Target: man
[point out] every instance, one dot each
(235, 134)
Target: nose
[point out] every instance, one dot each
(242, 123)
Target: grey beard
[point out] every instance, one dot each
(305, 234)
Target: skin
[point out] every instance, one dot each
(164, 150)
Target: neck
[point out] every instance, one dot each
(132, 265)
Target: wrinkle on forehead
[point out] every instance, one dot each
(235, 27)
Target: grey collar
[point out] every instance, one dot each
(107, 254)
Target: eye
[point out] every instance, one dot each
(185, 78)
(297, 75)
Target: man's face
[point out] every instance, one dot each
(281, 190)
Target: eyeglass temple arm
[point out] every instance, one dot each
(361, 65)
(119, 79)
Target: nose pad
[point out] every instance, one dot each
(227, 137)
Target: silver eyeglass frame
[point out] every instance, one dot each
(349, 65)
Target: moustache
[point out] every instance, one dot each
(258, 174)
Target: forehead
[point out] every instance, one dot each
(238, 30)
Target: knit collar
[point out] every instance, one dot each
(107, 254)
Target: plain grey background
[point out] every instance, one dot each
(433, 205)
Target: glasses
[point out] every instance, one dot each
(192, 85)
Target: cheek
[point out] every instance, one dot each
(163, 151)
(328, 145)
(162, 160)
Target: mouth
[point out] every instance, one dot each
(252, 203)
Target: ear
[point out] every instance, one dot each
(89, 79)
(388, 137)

•••

> _Task prompt_: Which lines run from the one containing "Target: nose pad" to the end of the entries above? Quote exactly those, and only those.

> _Task response_:
Target: nose pad
[point out] every instance, one dot each
(227, 137)
Target: silver eyeglass frame
[point out] every instance, one dot each
(349, 65)
Target: moustache
[point out] every instance, one dot each
(258, 174)
Target: forehead
[point out] every instance, one dot each
(238, 30)
Target: knit collar
[point out] every instance, one dot each
(107, 254)
Target: plain grey background
[point out] every instance, one dot each
(433, 205)
Target: glasses
[point out] every instance, one dot each
(192, 85)
Target: cheek
[point out] every instance, one dot each
(163, 151)
(328, 145)
(162, 160)
Target: mouth
[point out] every instance, one dot each
(252, 203)
Target: ear
[point out] every instance, one dot each
(89, 79)
(388, 137)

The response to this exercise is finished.